== Task instructions ==
How many lines in the entries below contain the string "wooden"? Reply with the number only.

* * *

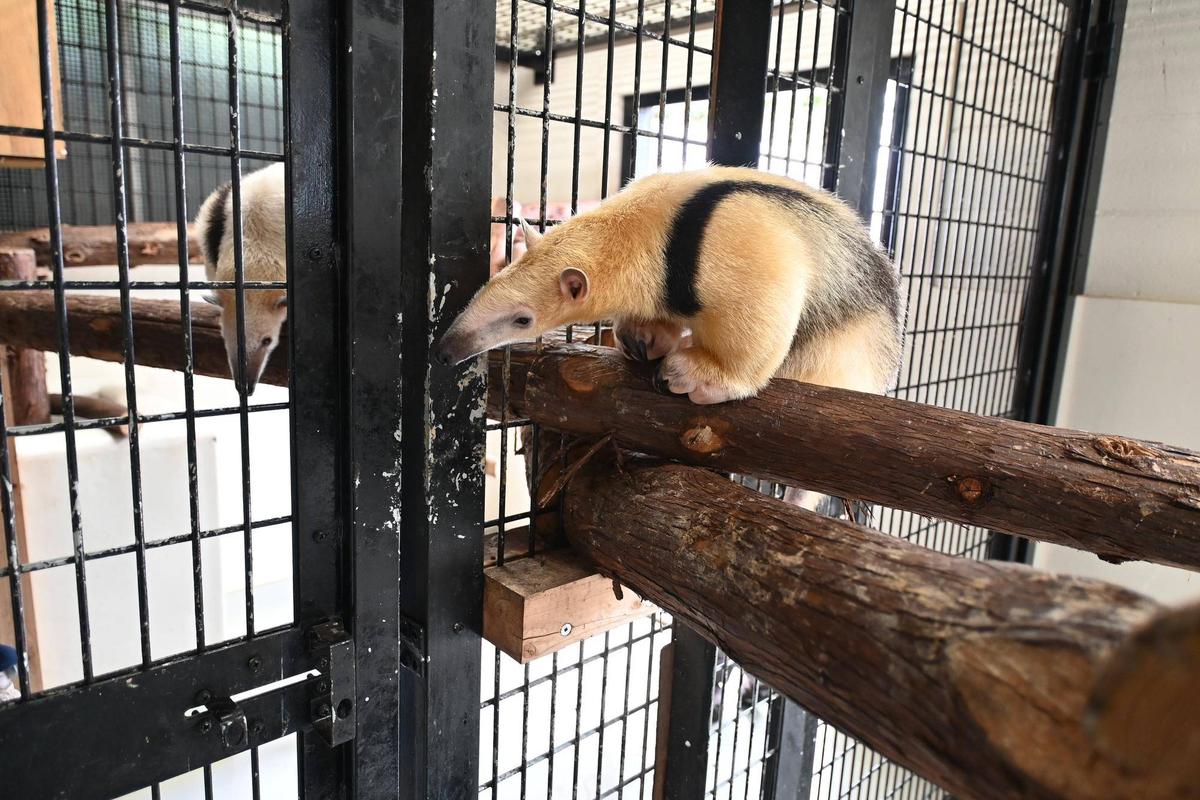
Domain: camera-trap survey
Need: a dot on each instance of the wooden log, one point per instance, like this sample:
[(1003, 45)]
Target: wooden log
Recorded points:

* * *

== Answer box ==
2